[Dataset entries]

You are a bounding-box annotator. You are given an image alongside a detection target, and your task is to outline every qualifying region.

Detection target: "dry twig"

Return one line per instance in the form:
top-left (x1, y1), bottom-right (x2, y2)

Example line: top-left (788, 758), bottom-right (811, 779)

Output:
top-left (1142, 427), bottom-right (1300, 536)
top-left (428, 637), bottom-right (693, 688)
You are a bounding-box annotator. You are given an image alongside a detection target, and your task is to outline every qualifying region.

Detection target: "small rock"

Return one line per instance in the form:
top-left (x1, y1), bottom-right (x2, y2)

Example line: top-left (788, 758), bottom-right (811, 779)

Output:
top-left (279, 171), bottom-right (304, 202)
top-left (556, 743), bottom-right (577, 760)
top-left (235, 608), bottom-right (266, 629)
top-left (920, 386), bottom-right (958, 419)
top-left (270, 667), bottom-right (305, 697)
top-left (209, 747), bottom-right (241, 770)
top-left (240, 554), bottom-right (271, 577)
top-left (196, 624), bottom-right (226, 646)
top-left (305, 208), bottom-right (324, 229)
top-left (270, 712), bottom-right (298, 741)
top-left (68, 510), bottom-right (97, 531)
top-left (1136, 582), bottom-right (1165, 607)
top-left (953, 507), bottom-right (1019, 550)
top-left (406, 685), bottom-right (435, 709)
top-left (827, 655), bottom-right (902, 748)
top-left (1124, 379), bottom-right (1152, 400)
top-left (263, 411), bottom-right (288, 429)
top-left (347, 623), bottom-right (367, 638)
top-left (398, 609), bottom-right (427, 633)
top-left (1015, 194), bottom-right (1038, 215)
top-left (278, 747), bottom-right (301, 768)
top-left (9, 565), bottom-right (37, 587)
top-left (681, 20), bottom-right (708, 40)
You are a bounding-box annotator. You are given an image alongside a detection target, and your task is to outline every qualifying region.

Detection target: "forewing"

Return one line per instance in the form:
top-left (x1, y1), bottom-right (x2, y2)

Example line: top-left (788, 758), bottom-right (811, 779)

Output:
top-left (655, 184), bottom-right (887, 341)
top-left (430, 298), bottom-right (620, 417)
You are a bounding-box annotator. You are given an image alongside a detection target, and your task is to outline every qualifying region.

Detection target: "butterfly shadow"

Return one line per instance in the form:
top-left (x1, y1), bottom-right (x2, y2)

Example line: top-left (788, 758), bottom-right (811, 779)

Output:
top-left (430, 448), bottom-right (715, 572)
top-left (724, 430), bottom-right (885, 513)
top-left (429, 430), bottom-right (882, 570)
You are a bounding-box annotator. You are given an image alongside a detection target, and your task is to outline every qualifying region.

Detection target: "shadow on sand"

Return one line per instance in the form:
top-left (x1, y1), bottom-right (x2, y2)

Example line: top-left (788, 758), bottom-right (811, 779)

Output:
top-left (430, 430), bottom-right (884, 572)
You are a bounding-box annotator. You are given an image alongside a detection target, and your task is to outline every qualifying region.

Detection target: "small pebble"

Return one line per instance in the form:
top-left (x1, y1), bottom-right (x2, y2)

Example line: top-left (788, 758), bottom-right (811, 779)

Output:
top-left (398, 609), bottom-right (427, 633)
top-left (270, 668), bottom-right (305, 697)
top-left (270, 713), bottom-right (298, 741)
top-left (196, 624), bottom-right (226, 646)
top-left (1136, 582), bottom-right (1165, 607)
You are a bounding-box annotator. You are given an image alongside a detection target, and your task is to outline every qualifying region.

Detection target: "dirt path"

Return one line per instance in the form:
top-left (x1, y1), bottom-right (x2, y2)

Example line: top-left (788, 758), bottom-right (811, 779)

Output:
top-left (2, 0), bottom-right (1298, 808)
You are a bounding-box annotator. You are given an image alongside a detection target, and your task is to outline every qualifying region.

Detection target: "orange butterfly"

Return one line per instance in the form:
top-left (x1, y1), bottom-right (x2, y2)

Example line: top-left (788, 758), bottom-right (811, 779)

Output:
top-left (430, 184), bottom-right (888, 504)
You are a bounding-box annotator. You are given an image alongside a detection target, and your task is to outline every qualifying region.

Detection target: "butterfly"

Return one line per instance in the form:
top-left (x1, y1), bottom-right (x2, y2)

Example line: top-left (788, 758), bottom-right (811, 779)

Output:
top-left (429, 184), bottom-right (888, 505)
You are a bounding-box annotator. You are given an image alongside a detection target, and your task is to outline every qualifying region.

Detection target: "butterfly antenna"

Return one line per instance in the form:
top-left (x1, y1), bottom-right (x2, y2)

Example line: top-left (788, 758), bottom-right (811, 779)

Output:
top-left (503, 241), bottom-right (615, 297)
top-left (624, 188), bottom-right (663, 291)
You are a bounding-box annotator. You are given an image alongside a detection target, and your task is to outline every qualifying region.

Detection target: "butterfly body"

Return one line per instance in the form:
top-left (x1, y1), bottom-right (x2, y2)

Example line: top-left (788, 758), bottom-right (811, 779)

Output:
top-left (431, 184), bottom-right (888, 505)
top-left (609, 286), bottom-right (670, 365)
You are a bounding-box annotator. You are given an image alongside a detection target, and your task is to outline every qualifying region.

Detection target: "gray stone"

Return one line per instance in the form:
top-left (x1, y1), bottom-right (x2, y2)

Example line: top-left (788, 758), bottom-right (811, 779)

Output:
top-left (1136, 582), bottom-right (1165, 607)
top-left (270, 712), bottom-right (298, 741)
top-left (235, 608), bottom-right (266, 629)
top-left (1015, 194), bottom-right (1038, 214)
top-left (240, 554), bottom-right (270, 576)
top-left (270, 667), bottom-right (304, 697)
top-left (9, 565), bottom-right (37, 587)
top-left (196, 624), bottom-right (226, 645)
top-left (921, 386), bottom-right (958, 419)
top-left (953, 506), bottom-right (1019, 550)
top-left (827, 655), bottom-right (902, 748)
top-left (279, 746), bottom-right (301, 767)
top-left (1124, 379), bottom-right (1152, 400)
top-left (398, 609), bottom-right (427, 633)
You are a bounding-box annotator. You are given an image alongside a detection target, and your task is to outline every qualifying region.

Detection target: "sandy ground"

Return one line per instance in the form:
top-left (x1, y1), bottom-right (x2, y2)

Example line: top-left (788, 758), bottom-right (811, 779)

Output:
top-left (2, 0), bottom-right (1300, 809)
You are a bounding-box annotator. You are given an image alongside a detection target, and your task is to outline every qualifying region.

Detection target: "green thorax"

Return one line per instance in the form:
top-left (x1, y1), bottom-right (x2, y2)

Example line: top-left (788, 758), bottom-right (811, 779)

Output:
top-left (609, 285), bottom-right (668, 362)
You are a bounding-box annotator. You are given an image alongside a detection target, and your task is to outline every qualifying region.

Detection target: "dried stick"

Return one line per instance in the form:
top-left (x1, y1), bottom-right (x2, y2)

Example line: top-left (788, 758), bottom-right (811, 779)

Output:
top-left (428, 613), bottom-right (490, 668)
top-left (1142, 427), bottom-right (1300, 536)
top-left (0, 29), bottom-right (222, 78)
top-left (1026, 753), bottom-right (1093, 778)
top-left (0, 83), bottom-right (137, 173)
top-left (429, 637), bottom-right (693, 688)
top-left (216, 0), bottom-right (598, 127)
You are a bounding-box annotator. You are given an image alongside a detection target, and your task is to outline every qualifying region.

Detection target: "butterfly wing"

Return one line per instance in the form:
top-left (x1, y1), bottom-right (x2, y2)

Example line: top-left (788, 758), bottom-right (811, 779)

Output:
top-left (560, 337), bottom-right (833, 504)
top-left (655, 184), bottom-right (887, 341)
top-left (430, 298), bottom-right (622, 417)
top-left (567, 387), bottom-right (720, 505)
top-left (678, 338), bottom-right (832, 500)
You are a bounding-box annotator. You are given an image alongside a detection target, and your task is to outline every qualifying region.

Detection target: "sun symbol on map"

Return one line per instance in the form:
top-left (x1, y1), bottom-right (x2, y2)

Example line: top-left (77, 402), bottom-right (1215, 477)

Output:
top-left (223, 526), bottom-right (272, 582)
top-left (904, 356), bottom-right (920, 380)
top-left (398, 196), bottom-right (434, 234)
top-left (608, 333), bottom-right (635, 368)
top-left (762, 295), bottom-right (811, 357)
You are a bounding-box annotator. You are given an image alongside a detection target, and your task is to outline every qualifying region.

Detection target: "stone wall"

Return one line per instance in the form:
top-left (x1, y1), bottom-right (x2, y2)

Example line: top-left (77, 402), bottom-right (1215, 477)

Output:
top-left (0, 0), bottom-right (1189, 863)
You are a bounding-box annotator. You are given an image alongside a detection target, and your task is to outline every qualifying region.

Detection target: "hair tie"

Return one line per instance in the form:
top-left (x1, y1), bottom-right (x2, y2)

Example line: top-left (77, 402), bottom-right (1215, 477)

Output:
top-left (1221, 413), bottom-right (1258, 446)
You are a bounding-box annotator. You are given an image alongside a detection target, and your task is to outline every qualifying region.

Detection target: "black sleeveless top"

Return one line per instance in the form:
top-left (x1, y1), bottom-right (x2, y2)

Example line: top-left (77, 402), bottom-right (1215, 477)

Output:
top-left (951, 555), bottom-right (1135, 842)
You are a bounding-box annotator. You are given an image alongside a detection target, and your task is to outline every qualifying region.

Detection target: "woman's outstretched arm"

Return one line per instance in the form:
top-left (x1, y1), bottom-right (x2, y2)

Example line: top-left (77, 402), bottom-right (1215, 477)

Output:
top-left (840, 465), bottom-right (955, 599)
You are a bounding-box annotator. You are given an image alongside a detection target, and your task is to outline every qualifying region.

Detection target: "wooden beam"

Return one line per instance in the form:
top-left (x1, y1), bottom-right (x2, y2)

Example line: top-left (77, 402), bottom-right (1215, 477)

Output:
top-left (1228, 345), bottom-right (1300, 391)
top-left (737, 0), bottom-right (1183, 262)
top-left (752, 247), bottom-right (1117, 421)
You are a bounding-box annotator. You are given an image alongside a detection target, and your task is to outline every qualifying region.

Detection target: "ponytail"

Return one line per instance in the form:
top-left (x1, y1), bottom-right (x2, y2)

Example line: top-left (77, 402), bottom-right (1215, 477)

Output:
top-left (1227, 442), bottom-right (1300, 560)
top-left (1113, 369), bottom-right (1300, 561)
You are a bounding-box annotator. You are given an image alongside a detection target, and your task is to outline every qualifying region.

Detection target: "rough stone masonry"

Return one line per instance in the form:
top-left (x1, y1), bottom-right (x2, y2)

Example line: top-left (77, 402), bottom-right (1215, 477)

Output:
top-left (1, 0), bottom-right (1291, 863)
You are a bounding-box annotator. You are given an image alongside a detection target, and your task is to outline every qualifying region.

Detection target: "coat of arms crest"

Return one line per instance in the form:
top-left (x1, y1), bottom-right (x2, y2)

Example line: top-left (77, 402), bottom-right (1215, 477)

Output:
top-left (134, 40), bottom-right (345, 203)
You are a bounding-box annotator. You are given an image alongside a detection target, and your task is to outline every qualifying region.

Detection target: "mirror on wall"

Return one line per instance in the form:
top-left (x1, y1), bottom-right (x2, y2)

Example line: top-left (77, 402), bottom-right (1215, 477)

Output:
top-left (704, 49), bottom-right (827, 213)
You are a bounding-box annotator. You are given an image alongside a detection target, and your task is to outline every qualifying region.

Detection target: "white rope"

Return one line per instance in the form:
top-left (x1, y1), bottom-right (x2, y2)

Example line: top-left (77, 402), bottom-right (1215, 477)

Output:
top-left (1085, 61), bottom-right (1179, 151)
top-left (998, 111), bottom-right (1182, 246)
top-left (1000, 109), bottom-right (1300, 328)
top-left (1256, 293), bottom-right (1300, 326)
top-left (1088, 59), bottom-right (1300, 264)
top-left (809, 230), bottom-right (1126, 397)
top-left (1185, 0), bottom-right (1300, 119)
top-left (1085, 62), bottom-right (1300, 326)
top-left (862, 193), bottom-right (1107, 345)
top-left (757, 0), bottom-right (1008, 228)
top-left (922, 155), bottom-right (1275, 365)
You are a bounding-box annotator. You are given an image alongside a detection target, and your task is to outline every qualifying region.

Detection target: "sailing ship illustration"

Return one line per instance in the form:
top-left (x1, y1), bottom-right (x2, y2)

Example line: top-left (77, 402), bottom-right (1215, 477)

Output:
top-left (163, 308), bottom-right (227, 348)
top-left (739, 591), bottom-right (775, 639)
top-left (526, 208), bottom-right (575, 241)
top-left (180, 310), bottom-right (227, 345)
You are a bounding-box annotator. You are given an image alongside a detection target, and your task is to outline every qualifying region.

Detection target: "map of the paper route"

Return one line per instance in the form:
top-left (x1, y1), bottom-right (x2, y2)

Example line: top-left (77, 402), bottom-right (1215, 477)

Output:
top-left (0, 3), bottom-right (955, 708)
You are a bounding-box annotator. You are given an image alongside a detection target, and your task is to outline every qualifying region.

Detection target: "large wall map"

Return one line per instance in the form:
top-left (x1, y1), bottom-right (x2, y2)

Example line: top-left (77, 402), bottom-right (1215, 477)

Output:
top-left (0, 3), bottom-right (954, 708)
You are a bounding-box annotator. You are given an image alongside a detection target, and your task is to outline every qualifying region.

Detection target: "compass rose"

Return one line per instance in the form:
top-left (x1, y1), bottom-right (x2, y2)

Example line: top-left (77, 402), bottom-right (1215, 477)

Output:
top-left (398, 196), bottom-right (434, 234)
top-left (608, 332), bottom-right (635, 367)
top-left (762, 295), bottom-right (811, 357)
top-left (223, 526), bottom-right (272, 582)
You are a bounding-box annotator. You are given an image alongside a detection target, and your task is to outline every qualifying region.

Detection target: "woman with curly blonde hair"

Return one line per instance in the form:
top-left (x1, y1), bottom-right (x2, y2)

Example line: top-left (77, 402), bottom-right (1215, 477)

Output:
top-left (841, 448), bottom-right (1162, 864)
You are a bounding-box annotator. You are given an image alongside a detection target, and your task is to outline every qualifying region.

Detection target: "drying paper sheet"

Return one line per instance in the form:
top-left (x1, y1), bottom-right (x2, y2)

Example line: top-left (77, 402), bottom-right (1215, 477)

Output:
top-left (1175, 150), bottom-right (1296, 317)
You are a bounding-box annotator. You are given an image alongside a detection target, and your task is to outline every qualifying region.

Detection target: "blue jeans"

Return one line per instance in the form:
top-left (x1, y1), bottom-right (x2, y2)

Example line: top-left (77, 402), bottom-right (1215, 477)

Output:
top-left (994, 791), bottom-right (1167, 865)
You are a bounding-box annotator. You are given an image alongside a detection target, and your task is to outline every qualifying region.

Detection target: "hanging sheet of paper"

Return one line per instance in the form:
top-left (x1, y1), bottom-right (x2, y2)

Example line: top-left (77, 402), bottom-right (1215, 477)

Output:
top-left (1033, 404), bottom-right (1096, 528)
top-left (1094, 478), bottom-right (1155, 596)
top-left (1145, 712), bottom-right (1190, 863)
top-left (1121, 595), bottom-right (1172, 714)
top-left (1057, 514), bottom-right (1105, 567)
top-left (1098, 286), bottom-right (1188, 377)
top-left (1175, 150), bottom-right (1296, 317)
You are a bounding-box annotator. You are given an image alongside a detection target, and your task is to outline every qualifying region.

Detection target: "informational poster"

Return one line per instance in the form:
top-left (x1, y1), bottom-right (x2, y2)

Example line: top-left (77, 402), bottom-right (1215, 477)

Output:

## [WHAT YOU HAVE TO DO]
In the data above, how many lines hold the word "wall"? Give only the number.

## [WRITTEN SOLUTION]
3